• _AIM OF THE EXERCISE_: Please continue the rankfile discussion below, starting right after its final sentence.
-- begin TEXT PROVIDED --
Let us think about this some more.  We'll try and reply later today.

--td

Ralph Castain wrote:
Had a chance to think about how this might be done, and looked at it for awhile after getting home. I -think- I found a way to do it, but there are a couple of caveats:

1. Len's point about oversubscribing without warning would definitely hold true - this would positively be a "user beware" option

2. there could be no RM-provided allocation, hostfile, or -host options specified. Basically, I would be adding the "read rankfile" option to the end of the current allocation determination procedure

I would still allow more procs than shown in the rankfile (mapping the rest bynode on the nodes specified in the rankfile - can't do byslot because I don't know how many slots are on each node), which means the only change in behavior would be the forced bynode mapping of unspecified procs.

So use of this option will entail some risks and a slight difference in behavior, but would relieve you from the burden of having to provide a hostfile. I'm not personally convinced it is worth the risk and probable user complaints of "it didn't work", but since we don't use this option, I don't have a strong opinion on the matter.
-- end TEXT PROVIDED --
-- begin DATA PROVIDED --
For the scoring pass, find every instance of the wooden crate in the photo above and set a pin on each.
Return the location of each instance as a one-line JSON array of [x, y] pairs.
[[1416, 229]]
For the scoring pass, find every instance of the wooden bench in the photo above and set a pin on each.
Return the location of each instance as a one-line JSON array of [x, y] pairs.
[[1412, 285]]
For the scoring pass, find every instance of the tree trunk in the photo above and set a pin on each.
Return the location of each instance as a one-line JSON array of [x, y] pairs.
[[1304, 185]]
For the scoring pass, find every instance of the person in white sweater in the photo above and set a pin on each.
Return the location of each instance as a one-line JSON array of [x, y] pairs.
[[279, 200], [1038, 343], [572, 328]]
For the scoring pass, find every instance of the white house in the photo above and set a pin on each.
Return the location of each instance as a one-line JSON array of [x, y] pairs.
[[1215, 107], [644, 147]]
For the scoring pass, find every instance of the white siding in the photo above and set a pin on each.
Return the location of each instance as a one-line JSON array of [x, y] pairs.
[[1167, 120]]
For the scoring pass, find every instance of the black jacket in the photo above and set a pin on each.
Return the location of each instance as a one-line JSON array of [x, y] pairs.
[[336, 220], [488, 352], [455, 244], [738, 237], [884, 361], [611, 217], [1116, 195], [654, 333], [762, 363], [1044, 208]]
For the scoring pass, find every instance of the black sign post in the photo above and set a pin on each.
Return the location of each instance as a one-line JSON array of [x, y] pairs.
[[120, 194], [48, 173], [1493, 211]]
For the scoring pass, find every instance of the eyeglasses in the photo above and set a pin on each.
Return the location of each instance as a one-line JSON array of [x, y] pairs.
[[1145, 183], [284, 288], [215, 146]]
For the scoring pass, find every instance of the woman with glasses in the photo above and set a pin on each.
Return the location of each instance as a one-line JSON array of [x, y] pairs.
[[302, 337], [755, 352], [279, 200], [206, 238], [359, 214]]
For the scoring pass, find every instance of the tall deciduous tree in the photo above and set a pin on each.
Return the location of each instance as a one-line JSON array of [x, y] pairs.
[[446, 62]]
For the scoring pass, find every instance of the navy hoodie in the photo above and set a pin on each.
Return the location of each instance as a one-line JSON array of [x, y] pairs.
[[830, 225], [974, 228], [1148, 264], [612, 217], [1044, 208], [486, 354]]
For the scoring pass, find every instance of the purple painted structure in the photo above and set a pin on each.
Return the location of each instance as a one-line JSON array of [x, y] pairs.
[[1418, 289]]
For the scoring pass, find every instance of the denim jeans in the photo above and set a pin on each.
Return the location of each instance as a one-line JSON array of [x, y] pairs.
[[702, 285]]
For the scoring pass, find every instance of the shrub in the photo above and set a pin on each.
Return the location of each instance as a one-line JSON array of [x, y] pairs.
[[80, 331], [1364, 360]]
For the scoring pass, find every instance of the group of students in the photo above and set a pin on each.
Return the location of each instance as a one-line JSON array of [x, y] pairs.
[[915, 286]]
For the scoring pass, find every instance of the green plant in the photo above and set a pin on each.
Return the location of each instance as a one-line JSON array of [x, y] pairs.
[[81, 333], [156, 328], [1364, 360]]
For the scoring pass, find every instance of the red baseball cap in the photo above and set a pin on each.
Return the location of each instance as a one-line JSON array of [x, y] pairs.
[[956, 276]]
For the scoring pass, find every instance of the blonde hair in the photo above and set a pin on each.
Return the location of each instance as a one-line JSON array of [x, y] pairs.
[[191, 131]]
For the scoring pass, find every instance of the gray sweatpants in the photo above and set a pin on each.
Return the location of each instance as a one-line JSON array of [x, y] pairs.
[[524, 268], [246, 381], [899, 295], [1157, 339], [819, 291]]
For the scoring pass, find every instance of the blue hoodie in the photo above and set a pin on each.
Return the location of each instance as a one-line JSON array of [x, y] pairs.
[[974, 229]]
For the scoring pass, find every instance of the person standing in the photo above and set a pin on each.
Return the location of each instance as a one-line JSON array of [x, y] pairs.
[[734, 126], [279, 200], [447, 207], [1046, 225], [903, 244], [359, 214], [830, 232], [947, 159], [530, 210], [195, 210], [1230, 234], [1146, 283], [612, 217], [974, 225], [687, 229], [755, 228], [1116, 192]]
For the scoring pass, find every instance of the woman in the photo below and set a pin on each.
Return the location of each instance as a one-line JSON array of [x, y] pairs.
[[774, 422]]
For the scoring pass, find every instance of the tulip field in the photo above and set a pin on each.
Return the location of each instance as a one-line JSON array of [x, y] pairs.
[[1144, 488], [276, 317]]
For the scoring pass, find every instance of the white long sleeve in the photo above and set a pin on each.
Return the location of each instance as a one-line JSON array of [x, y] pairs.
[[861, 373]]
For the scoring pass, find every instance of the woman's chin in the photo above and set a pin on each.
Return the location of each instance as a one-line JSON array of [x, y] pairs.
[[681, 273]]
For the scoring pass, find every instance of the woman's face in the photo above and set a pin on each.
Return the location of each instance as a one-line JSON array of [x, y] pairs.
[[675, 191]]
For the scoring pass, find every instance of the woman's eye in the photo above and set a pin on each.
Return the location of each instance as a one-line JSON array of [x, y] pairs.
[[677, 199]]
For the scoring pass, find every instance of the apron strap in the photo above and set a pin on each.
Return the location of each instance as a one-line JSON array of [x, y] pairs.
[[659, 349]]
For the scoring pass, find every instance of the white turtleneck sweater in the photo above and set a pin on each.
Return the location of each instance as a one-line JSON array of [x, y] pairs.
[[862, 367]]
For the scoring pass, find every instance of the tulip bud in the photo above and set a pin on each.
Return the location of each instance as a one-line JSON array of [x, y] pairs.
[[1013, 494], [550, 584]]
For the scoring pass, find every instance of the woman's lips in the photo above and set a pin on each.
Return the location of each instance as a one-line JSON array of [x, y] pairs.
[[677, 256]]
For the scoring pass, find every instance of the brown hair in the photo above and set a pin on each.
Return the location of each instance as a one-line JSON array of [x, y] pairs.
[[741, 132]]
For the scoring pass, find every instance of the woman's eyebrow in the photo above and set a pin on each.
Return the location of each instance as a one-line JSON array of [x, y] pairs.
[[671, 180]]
-- end DATA PROVIDED --
• _RESULT OF THIS TASK_:
Let's just avoid going back-and-forth over wanting it, or how it should be implemented - let's get it all ironed out, and then implement it once, like we finally did at the end with the whole hostfile thing.

Let me know if you want me to do this - it obviously isn't at the top of my priority list, but still could be done in the next few weeks.

Ralph


On Jun 21, 2009, at 9:00 AM, Lenny Verkhovsky wrote:

Sorry for the delay in response, I totally agree with Ralph that it's not as easy as it seems, 1. rankfile mapper uses already allocated machines ( by scheduler or hostfile ), by using rankfile as a hostfile we can run into problem where trying to use unallocated nodes, what can hang the run. 2. we can't define in rankfile number of slots on each machine, which means oversubscribing can take place without any warning. 3. I personally dont see any problem using hostfile, even if it has redundant info, hostfile and rankfile belong to different layers in the system and solve different problems. The original hostfile ( if I recall correctly ) could bind rank to the node, but the syntax wasn't very flexible and clear.
Lenny.

On Sun, Jun 21, 2009 at 5:15 PM, Ralph Castain <r...@open-mpi.org <mailto:r...@open-mpi.org>> wrote:

    Let me suggest a two-step process, then:

    1. let's change the error message as this is easily done and thus
    can be done now

    2. I can look at how to eat the rankfile as a hostfile. This may
    not even be possible - the problem is that the entire system is
    predicated on certain ordering due to our framework architecture.
    So we get an allocation, and then do a mapping against that
    allocation, filtering the allocation through hostfiles, -host,
    and other options.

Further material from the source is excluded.